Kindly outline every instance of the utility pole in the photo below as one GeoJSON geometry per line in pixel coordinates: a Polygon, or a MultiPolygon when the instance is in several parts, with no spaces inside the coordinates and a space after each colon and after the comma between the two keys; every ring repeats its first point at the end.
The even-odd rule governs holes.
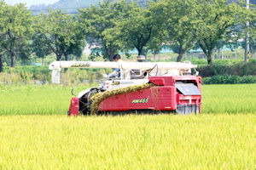
{"type": "MultiPolygon", "coordinates": [[[[250,0],[246,0],[246,3],[247,3],[247,8],[248,9],[250,7],[249,7],[249,4],[250,4],[250,0]]],[[[250,45],[249,45],[249,21],[247,21],[246,23],[246,27],[247,29],[247,34],[246,34],[246,38],[245,38],[245,42],[246,42],[246,47],[245,47],[245,54],[244,54],[244,62],[245,63],[247,63],[248,62],[248,59],[249,59],[249,56],[250,56],[250,45]]]]}

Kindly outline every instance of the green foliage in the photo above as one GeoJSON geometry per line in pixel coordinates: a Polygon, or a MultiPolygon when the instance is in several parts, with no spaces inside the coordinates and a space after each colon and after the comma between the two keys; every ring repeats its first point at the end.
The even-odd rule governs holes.
{"type": "MultiPolygon", "coordinates": [[[[196,63],[196,62],[195,62],[196,63]]],[[[194,64],[195,64],[194,63],[194,64]]],[[[203,77],[213,76],[218,75],[231,75],[231,76],[250,76],[256,75],[255,60],[251,60],[247,64],[239,60],[217,60],[212,65],[199,65],[196,69],[200,75],[203,77]]]]}
{"type": "Polygon", "coordinates": [[[202,78],[202,82],[204,84],[247,84],[247,83],[256,83],[256,76],[213,76],[212,77],[202,78]]]}

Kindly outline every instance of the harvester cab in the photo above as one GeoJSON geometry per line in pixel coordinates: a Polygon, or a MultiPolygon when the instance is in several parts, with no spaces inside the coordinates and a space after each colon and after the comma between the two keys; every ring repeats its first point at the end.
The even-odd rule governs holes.
{"type": "Polygon", "coordinates": [[[201,78],[190,62],[55,61],[52,82],[61,68],[119,68],[119,76],[104,75],[96,88],[72,98],[69,116],[123,113],[200,113],[201,78]]]}

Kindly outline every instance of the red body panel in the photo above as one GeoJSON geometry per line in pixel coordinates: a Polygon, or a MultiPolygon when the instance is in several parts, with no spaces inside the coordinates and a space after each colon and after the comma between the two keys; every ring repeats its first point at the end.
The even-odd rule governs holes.
{"type": "Polygon", "coordinates": [[[143,90],[108,98],[99,105],[99,110],[176,109],[175,87],[152,87],[143,90]]]}
{"type": "MultiPolygon", "coordinates": [[[[173,110],[177,105],[197,105],[201,107],[201,95],[184,95],[175,87],[177,82],[194,83],[201,92],[201,78],[196,76],[150,76],[149,82],[158,85],[136,92],[123,94],[102,101],[101,111],[127,111],[131,110],[173,110]]],[[[127,87],[128,88],[128,87],[127,87]]],[[[69,116],[79,116],[79,98],[73,98],[69,116]]]]}
{"type": "Polygon", "coordinates": [[[67,115],[68,116],[79,116],[79,98],[72,98],[71,99],[67,115]]]}

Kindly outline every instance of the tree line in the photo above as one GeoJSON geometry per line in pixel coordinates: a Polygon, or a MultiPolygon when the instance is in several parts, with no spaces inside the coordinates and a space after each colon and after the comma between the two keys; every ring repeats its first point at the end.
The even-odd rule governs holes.
{"type": "MultiPolygon", "coordinates": [[[[253,7],[252,7],[253,8],[253,7]]],[[[0,2],[0,71],[3,59],[29,60],[55,54],[56,60],[79,59],[86,43],[101,47],[90,54],[112,60],[117,53],[136,48],[138,55],[157,54],[169,44],[180,61],[189,49],[201,48],[208,65],[213,51],[236,42],[250,31],[253,42],[255,11],[226,0],[149,1],[146,7],[128,1],[104,0],[70,14],[48,9],[32,16],[25,4],[0,2]],[[250,22],[250,26],[245,23],[250,22]]]]}

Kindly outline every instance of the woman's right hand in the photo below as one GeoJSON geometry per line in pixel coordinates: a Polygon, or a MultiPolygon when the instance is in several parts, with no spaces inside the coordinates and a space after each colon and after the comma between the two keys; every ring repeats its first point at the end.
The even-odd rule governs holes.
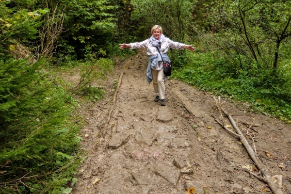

Instructions for the task: Reproduce all of the records above, substituting "image coordinates" for every occurrence of "pixel coordinates" and leaving everything else unchanged. Leave the pictures out of your copy.

Exercise solution:
Kindly outline every instance of the utility pole in the photo below as one GeoJSON geometry per line in image coordinates: a Polygon, or a MultiPolygon when the instance is in several parts, with no spaces inside the coordinates and a space after each colon and after the comma between the two keys; every ring repeats its first point at the end.
The even-odd rule governs holes.
{"type": "MultiPolygon", "coordinates": [[[[250,0],[246,0],[246,3],[247,3],[247,8],[248,9],[250,7],[249,7],[249,4],[250,4],[250,0]]],[[[250,45],[249,45],[249,21],[247,21],[246,23],[246,27],[247,29],[247,34],[246,34],[246,38],[245,38],[245,42],[246,42],[246,47],[245,47],[245,54],[244,54],[244,62],[245,63],[247,63],[248,62],[248,59],[249,59],[249,56],[250,56],[250,45]]]]}

Kindly outline every instance of the green foliage in the photo above as one GeoJSON geometry per line in image coordinates: a Polygon, or a MultiPolygon when the instance is in several parts, with no spaces inside the coordinates and a space after each colon and after the comma between the two keys; every ring repeats its first point at the end.
The even-odd rule governs holes.
{"type": "MultiPolygon", "coordinates": [[[[196,63],[196,62],[195,62],[196,63]]],[[[194,64],[195,64],[194,63],[194,64]]],[[[203,77],[213,76],[218,75],[231,75],[231,76],[250,76],[256,75],[255,60],[251,60],[247,64],[239,60],[217,60],[212,65],[199,65],[196,69],[200,75],[203,77]]]]}
{"type": "Polygon", "coordinates": [[[202,78],[202,82],[204,84],[247,84],[247,83],[256,83],[256,76],[213,76],[212,77],[202,78]]]}

Kindly outline every instance of the harvester cab in the photo above as one GeoJSON geometry per line in image coordinates: a Polygon, or a MultiPolygon when the instance is in several parts, with no spaces inside the coordinates and a space after each colon and after the comma between the two keys; every ring repeats its first point at the end.
The even-odd rule governs holes.
{"type": "Polygon", "coordinates": [[[201,78],[190,62],[55,61],[52,82],[61,68],[119,68],[119,76],[104,75],[96,88],[72,98],[69,116],[123,113],[200,113],[201,78]]]}

Kindly outline every instance of the red body panel in the photo above as one GeoJSON geometry per line in image coordinates: a Polygon, or a MultiPolygon when the instance is in several parts, with no spaces inside the coordinates and a space after each colon and after the comma between the two keys; every ring repeats its first point at the end.
The even-odd rule governs holes.
{"type": "Polygon", "coordinates": [[[143,90],[108,98],[99,105],[99,110],[176,109],[175,87],[152,87],[143,90]]]}
{"type": "MultiPolygon", "coordinates": [[[[173,110],[177,105],[197,105],[201,107],[201,95],[184,95],[175,87],[177,82],[194,83],[201,92],[201,78],[196,76],[150,76],[149,82],[158,85],[136,92],[123,94],[102,101],[101,111],[127,111],[131,110],[173,110]]],[[[127,87],[128,88],[128,87],[127,87]]],[[[69,116],[79,116],[79,98],[73,98],[69,116]]]]}
{"type": "Polygon", "coordinates": [[[67,115],[68,116],[79,116],[79,98],[72,98],[71,99],[67,115]]]}

Kindly outline every instance of the tree line in the photo above as one GeoJSON geometry per line in image coordinates: a Polygon, or a MultiPolygon when the instance is in several parts, with no spaces inside the coordinates and a space after each colon and after the comma between the two keys; every ring repeats its first point at the end.
The even-odd rule governs holes.
{"type": "MultiPolygon", "coordinates": [[[[253,7],[252,7],[253,8],[253,7]]],[[[0,2],[0,71],[3,59],[29,60],[55,54],[56,60],[79,59],[86,43],[101,47],[90,54],[112,60],[117,53],[136,48],[138,55],[157,54],[169,44],[180,61],[189,49],[201,48],[208,65],[213,51],[236,42],[250,31],[253,42],[255,11],[226,0],[149,1],[146,7],[128,1],[104,0],[70,14],[48,9],[32,16],[25,4],[0,2]],[[250,22],[250,26],[245,23],[250,22]]]]}

Kindly outline every instance of the woman's right hand in the photo below as one GeoJSON geometry per line in image coordinates: a Polygon, or a MultiPolygon when the instance is in several parts, with no spaces inside the coordinates and a space after each colon and after the comma between the two keys; every ring repeats its first point at the end.
The even-odd rule governs holes.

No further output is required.